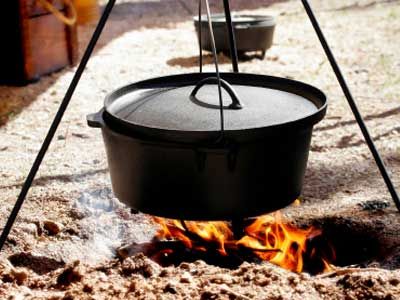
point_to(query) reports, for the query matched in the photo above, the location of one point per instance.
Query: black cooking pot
(252, 32)
(169, 156)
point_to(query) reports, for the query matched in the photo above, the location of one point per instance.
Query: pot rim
(256, 20)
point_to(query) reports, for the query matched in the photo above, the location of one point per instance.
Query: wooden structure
(34, 41)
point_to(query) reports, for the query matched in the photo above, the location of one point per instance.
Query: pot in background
(252, 33)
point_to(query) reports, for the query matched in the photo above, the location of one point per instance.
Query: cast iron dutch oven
(168, 155)
(252, 32)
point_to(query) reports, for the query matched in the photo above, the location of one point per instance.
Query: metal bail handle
(214, 51)
(236, 104)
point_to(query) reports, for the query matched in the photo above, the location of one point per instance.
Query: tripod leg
(56, 122)
(231, 35)
(353, 105)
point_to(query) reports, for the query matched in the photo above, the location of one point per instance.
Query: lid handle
(225, 85)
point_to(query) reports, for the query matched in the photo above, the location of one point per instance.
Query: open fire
(267, 238)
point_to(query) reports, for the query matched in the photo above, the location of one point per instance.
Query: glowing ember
(268, 238)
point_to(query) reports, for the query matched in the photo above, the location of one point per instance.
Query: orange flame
(268, 237)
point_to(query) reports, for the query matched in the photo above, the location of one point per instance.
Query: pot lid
(164, 108)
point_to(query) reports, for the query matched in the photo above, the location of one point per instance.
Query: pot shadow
(44, 180)
(385, 114)
(125, 17)
(346, 176)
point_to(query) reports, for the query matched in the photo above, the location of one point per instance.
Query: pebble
(186, 278)
(52, 227)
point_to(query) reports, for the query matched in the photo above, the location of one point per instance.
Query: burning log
(266, 239)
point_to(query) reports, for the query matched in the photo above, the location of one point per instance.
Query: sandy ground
(343, 191)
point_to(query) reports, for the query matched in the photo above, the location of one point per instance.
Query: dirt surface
(64, 242)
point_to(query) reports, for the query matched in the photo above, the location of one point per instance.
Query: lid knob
(236, 104)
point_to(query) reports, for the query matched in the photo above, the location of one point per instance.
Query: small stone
(52, 227)
(70, 274)
(170, 287)
(87, 288)
(186, 278)
(30, 229)
(19, 275)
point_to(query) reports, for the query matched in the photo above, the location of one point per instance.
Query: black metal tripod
(88, 53)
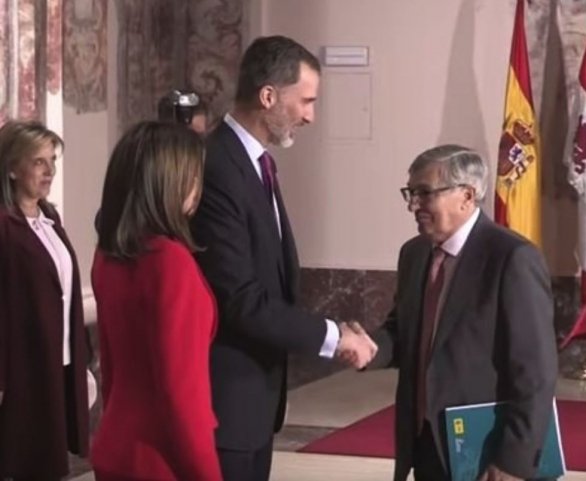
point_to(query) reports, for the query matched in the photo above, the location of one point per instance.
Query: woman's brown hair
(151, 172)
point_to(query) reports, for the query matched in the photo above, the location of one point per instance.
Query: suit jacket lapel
(414, 300)
(465, 283)
(32, 239)
(291, 261)
(256, 189)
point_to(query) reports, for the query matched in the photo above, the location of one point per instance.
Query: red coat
(156, 319)
(37, 406)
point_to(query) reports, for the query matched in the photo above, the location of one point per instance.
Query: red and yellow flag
(518, 192)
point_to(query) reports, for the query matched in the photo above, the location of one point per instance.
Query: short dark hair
(273, 61)
(151, 172)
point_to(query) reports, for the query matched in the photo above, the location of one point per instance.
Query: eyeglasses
(424, 194)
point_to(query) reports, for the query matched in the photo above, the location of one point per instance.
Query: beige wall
(437, 74)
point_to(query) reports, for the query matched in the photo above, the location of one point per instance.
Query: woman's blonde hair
(18, 140)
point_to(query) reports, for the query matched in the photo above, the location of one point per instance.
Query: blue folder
(473, 432)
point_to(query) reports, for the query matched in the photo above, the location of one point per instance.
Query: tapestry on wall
(85, 54)
(182, 44)
(30, 57)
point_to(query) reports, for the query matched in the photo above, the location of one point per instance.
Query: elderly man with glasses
(472, 323)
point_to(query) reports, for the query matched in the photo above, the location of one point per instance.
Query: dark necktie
(433, 289)
(268, 170)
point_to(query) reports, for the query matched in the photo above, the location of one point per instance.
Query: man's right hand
(355, 348)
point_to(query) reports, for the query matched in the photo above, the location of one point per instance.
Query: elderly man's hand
(493, 473)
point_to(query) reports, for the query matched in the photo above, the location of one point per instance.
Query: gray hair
(459, 165)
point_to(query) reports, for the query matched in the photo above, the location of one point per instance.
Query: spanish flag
(518, 193)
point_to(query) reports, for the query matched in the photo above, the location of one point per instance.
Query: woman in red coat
(43, 386)
(156, 313)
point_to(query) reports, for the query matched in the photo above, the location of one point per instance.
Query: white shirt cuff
(328, 348)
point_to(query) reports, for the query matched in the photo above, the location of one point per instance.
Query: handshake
(355, 347)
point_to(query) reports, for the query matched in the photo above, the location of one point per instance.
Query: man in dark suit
(250, 260)
(472, 323)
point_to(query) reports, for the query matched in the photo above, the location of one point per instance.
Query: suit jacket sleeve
(3, 305)
(530, 360)
(179, 338)
(248, 310)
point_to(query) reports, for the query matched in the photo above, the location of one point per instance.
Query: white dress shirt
(452, 247)
(255, 149)
(43, 228)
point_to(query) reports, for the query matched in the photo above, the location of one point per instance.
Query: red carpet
(373, 436)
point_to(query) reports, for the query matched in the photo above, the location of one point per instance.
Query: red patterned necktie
(267, 170)
(433, 289)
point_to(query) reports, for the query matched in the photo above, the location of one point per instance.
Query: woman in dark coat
(43, 385)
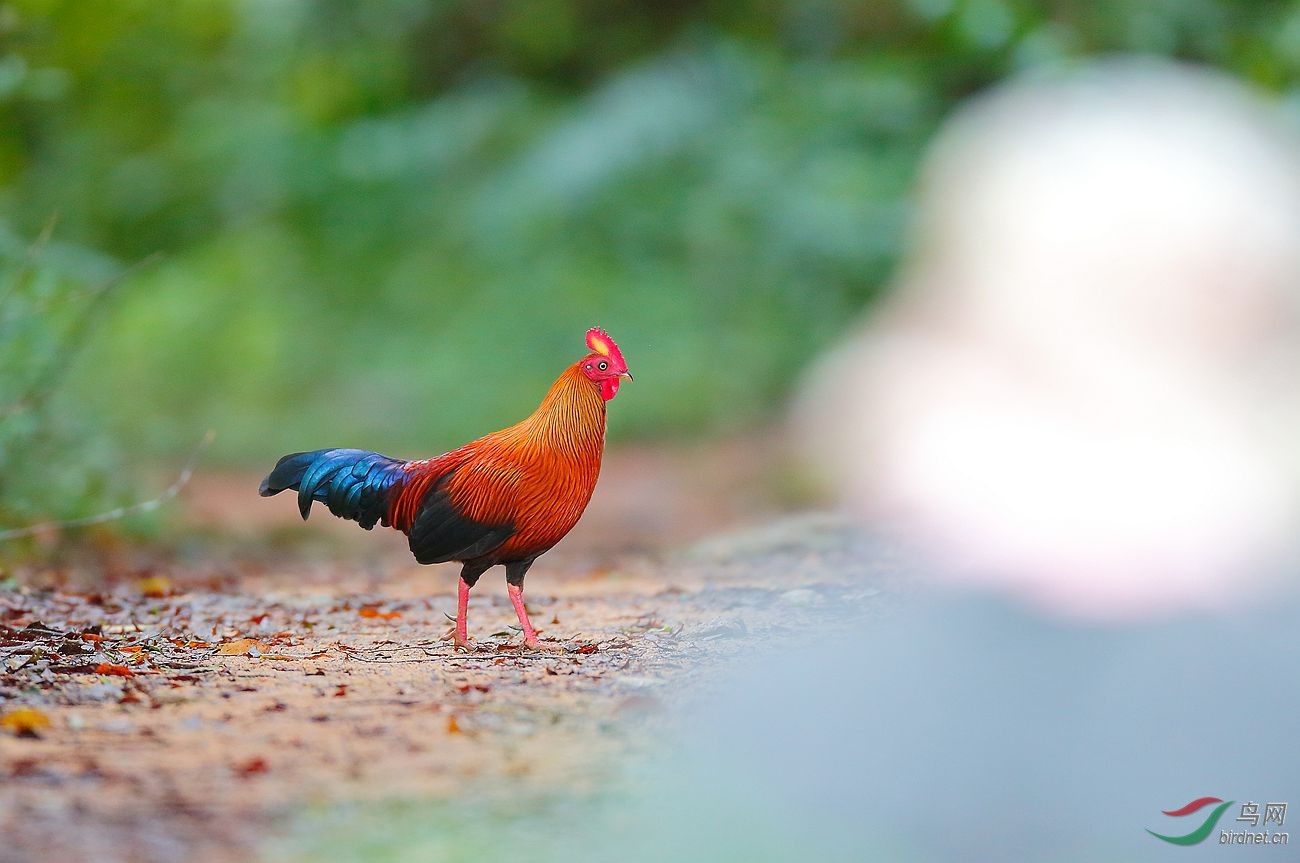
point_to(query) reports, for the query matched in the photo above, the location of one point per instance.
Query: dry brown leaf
(25, 721)
(376, 612)
(241, 647)
(155, 586)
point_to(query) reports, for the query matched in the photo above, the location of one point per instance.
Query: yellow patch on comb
(599, 341)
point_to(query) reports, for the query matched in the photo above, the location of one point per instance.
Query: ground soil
(190, 706)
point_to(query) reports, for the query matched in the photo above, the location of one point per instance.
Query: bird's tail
(354, 484)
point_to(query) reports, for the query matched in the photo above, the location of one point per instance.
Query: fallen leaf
(25, 721)
(155, 586)
(252, 767)
(375, 612)
(241, 647)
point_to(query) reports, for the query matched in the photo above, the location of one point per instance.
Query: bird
(506, 498)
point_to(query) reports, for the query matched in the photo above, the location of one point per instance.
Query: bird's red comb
(599, 341)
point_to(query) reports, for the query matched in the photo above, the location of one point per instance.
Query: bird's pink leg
(516, 598)
(462, 637)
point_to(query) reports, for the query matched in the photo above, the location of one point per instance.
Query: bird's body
(506, 498)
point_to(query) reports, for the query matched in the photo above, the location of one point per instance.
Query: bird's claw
(537, 644)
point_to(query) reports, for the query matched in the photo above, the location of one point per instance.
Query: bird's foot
(545, 646)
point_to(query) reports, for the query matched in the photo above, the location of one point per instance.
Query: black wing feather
(440, 533)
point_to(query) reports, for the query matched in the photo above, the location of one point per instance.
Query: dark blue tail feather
(354, 484)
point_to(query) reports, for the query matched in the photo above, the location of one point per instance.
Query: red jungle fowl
(506, 498)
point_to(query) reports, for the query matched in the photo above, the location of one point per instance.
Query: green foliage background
(388, 224)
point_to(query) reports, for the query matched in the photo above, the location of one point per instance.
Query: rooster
(506, 498)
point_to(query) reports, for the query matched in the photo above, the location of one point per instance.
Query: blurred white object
(1084, 385)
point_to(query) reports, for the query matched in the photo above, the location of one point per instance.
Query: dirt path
(198, 724)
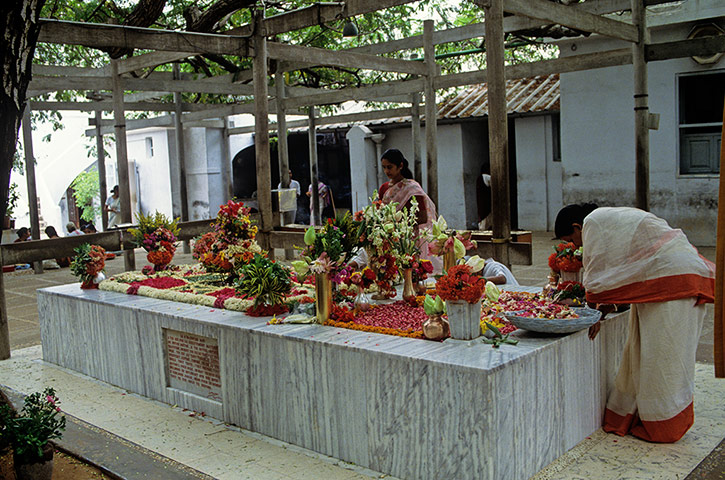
:::::
Find every line in the data that contains the word "flag" and copy each of those lines.

CORRECT RESPONSE:
Query: red and yellow flag
Query: spanish flag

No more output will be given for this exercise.